[Arbeitsauftrag]
Gib aus dem Text über Leonore die Stelle Wort für Wort wieder, die bei „Als junges Mädchen“ anfängt und nach „Gegner gegenüber stehen.“ aufhört.

___ Textauszug ___

Als junges Mädchen kommt Leonore auf der Flucht vor den Russen nach Lich-Steinstraß auf halbem Weg zwischen Köln und Aachen. Der Bäcker Hannes gibt ihr Arbeit und ein Zuhause. Als evangelischer Flüchtling wird sie von den erzkatholischen Dorfbewohnern jedoch nur geduldet und findet keinen Anschluss, deshalb sucht sie ihre Zuflucht im Wald. Nach der Geburt ihres Sohnes Paul und der Übernahme von Hannes`Bäckerei empfindet sie das Dorf trotzdem als Heimat. Als Paul zwölf Jahre alt ist, sollen Wald und Dorf dem Tagebau weichen. Leonore stemmt sich gegen die Umsiedlung in eine seelenlose Neubausiedlung, muss aber nach sechs Jahren den Widerstand aufgeben. Paul zieht dort seine beiden Kinder Jan und Sarah groß, die später im Kampf um die Reste des Waldes - inzwischen Hambacher Forst genannt - als erbitterte Gegner gegenüber stehen.

___ Vorliegendes Material ___

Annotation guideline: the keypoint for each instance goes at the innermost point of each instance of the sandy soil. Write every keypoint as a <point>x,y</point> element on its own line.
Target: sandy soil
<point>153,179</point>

___

[Schriftliche Antwort]
Als junges Mädchen kommt Leonore auf der Flucht vor den Russen nach Lich-Steinstraß auf halbem Weg zwischen Köln und Aachen. Der Bäcker Hannes gibt ihr Arbeit und ein Zuhause. Als evangelischer Flüchtling wird sie von den erzkatholischen Dorfbewohnern jedoch nur geduldet und findet keinen Anschluss, deshalb sucht sie ihre Zuflucht im Wald. Nach der Geburt ihres Sohnes Paul und der Übernahme von Hannes`Bäckerei empfindet sie das Dorf trotzdem als Heimat. Als Paul zwölf Jahre alt ist, sollen Wald und Dorf dem Tagebau weichen. Leonore stemmt sich gegen die Umsiedlung in eine seelenlose Neubausiedlung, muss aber nach sechs Jahren den Widerstand aufgeben. Paul zieht dort seine beiden Kinder Jan und Sarah groß, die später im Kampf um die Reste des Waldes - inzwischen Hambacher Forst genannt - als erbitterte Gegner gegenüber stehen.